## Task statement
List every line of the records below that contains the string "wicker", matching case exactly.
────────
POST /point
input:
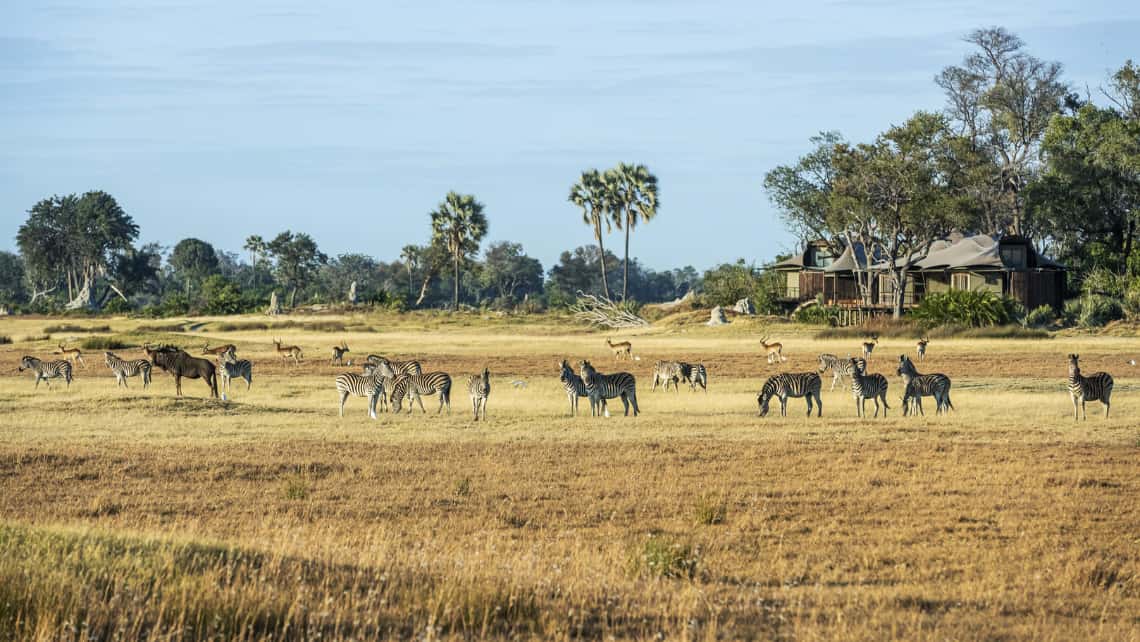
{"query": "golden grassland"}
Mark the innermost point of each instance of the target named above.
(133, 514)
────────
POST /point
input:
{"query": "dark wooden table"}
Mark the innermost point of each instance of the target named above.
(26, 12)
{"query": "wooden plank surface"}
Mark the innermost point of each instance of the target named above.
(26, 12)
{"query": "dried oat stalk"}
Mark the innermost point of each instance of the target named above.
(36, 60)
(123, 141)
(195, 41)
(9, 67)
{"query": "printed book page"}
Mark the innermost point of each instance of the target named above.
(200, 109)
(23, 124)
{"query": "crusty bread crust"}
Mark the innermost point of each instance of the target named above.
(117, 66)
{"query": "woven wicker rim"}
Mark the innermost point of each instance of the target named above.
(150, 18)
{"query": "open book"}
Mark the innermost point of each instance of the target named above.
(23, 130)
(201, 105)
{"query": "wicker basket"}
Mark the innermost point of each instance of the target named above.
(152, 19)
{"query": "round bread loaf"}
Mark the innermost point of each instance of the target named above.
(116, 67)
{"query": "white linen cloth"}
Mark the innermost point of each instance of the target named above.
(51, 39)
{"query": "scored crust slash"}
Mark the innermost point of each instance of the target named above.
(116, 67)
────────
## Reply
{"query": "woven wicker rim"}
{"query": "wicker basket"}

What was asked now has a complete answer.